-- TEXT UNDER STUDY follows --
Terry Donahue agreed to a four-year contract with San Francisco as their general manager, and has plans to keep Bill Walsh around for advice. “We will have Bill’s voice in our decision making, hopefully for many, many years,” Donahue said.

Walsh just after the announcement and the transition of power was made official was off to a month-long vacation in Hawaii. Now Donahue will resume answering all the important phone calls and making the delicate decisions that need to be made on a daily basis, not that he is at all intimidated.

“I’m supremely confident in myself,” Donahue said. “I’ve been in some big arenas before myself and I’ve survived. Anytime you follow someone of such immense stature, the bar is raised. But that’s not a negative. That’s a positive.”

The very day that Donahue began taking over the draft-day operations over the last couple of years, that was when owner John York said “that’s when Terry became the guy” too eventually replace Walsh. Terry was a mastermind in draft preparation and selection with the sure advice of Bill Walsh in the background he proved his worth over and over again.

“In 1998, the process (leading into the draft) wasn’t there,” York said. “Terry really took the bull by the horns. He brought the coaches and scouts together and made us look at the calendar and set up a timeline. When I saw Terry develop that process, I knew he was someone I could count on.”

Even Head Coach Steve Mariucci was in awe of the Donahue stigma especially when talking about the draft selections that were made. He called Donahue a “fantastic evaluator of talent;” a tag that seems to be warranted given that five of the 49er’s 11 draft picks last year started.
-- TEXT UNDER STUDY concluded --
-- GIVEN INFORMATION follows --
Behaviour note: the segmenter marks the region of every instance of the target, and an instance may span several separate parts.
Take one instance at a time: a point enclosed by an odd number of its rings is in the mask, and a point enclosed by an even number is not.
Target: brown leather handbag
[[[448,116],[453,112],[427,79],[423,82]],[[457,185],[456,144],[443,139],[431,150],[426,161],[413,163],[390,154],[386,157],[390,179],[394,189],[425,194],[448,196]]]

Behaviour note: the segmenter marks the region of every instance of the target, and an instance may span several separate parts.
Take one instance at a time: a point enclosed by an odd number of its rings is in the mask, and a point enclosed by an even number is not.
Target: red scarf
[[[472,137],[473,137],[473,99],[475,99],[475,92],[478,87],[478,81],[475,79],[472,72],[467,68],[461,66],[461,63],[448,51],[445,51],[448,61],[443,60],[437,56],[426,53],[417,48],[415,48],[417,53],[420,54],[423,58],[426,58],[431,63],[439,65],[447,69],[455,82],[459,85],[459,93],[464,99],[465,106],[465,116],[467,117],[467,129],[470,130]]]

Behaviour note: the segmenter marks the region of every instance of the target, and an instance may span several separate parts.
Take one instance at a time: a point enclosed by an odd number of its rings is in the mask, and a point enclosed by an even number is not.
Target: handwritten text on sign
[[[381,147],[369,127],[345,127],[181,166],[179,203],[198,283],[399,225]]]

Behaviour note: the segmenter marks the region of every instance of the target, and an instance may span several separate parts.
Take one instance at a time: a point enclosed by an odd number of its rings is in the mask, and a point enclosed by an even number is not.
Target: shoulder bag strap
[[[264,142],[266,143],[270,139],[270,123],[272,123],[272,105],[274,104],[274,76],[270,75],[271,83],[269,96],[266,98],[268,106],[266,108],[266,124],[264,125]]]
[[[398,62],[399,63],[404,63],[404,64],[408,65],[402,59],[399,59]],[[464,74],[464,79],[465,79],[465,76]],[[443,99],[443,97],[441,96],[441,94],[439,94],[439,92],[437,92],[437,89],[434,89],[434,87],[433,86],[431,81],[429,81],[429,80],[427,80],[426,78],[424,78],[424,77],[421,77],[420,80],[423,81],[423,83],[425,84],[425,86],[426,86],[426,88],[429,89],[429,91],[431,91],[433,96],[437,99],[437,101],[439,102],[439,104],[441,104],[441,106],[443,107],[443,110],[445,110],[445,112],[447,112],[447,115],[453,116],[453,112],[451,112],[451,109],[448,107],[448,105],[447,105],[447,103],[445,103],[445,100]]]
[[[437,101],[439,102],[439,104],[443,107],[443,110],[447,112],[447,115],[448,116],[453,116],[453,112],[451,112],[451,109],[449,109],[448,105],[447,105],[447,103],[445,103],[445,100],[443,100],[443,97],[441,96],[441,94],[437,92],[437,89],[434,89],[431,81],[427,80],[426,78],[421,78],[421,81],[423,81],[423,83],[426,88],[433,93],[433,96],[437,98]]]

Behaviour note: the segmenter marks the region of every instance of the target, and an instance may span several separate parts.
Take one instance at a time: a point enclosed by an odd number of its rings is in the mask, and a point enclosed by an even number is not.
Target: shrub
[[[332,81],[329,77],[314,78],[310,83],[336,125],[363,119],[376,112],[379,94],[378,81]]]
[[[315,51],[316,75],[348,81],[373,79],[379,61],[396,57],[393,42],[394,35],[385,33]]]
-- GIVEN INFORMATION concluded --
— PROBLEM A —
Answer from the article on Terry Donahue:
(i) How long is the contract Donahue agreed to with San Francisco?
(ii) Where did Walsh go after the announcement, and for how long?
(iii) What did Steve Mariucci call Donahue?
— PROBLEM B —
From the article on Terry Donahue, extract the passage that begins at the words "Walsh just after" and stops after "at all intimidated.".

— PROBLEM SOLUTION A —
(i) Four years.
(ii) To Hawaii, for a month-long vacation.
(iii) A "fantastic evaluator of talent."

— PROBLEM SOLUTION B —
Walsh just after the announcement and the transition of power was made official was off to a month-long vacation in Hawaii. Now Donahue will resume answering all the important phone calls and making the delicate decisions that need to be made on a daily basis, not that he is at all intimidated.